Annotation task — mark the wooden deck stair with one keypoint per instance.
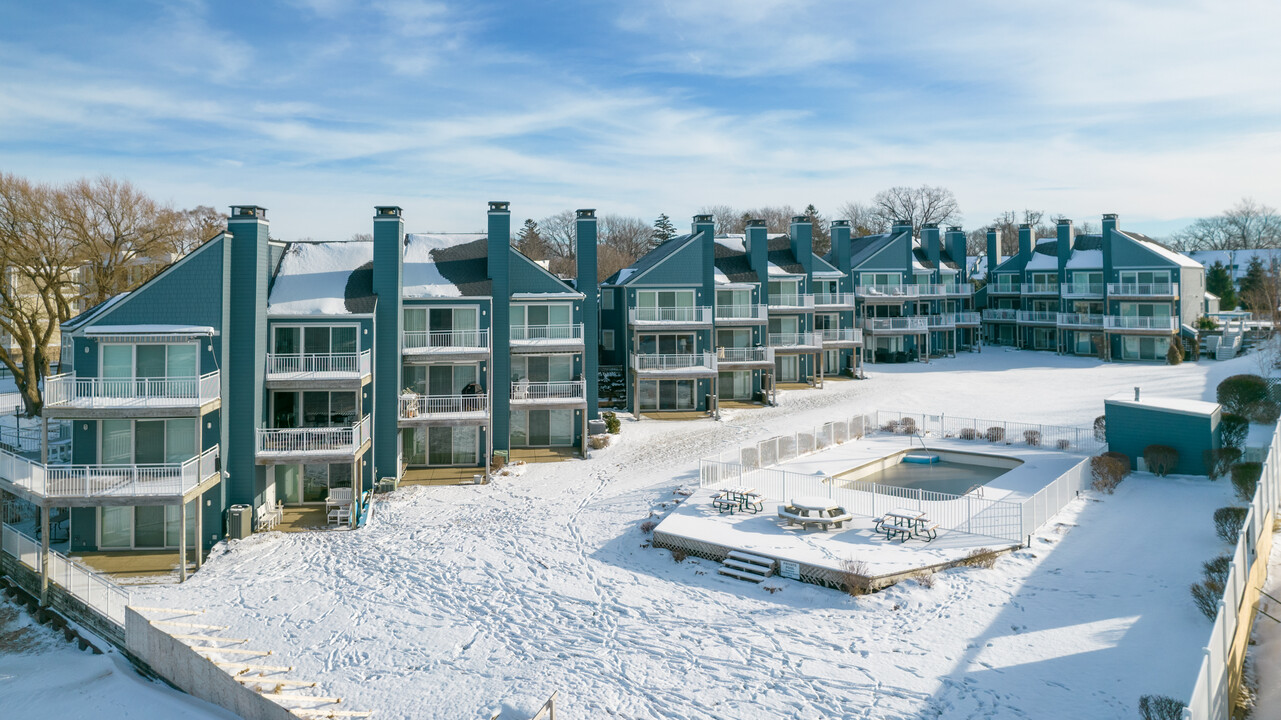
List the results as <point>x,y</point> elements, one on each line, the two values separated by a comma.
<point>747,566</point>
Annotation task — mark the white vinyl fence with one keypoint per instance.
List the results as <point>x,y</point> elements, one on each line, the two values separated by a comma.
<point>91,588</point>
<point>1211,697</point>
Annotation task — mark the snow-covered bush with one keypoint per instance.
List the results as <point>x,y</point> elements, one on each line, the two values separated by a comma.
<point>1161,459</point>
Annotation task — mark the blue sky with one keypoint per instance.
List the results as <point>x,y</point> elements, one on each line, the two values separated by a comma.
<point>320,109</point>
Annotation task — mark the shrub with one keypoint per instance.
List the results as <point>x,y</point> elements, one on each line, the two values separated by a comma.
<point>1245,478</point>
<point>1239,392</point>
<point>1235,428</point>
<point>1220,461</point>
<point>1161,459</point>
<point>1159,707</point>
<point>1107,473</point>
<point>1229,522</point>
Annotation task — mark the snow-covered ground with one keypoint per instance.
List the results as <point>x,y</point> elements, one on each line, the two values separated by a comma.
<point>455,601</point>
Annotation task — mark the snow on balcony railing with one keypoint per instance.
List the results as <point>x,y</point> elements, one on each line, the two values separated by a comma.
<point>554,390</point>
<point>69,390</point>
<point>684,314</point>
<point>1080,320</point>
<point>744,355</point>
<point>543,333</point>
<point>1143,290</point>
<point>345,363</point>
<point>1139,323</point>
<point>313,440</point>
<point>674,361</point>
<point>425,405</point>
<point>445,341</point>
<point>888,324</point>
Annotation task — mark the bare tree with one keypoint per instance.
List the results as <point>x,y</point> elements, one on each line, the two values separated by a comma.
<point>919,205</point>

◆ ◆ ◆

WHAT YOU ARE ASKED TO DO:
Replicate the material above verbatim; images stay out of the copy.

OUTPUT FOR THIS EXERCISE:
Annotation task — mark the wooden deck stair with one keypoint per instance.
List the results as <point>x,y</point> elements, one on each line, the two values separated by a comma.
<point>747,566</point>
Annotation task — mark the white vinyl fence with one keypoint per instance.
List the results as <point>x,y</point> elements, one on each line, the two values separated by a comma.
<point>91,588</point>
<point>1211,697</point>
Annotation task — mark the snow-covered bush with one keypoint per instance.
List the results as <point>x,y</point> elements, one on each line, the two values separated by a comma.
<point>1161,459</point>
Annotation task — mark the blue sky with one keypoint per instance.
List the results as <point>x,y</point> elements, one on each line, the two values separated by a comma.
<point>320,109</point>
Annotation task — mark the shrub with one keypoint per instance.
List the results as <point>x,y</point> elements, one on each line, the two values separated by a comma.
<point>1245,478</point>
<point>1239,392</point>
<point>1235,428</point>
<point>1220,461</point>
<point>1161,459</point>
<point>1159,707</point>
<point>1107,473</point>
<point>1229,522</point>
Annotation task — mark the snow-covered ground with one keypoint per instance.
List the results as <point>x,y</point> elements, one on each line, the two values separated by a comma.
<point>455,601</point>
Annotation task — mark the snow on balcony railing with one keypoint per instance.
List the results as <point>x,y</point> elements, one on each line, the two values separated by a comma.
<point>554,390</point>
<point>69,390</point>
<point>684,314</point>
<point>1080,320</point>
<point>744,355</point>
<point>543,333</point>
<point>1143,290</point>
<point>345,363</point>
<point>1139,323</point>
<point>313,440</point>
<point>674,361</point>
<point>425,405</point>
<point>445,341</point>
<point>888,324</point>
Annotation task — mark the bare tree with one keypoint per instance.
List the results as <point>x,y</point> elements, one on each line, the two values separated by a comma.
<point>919,205</point>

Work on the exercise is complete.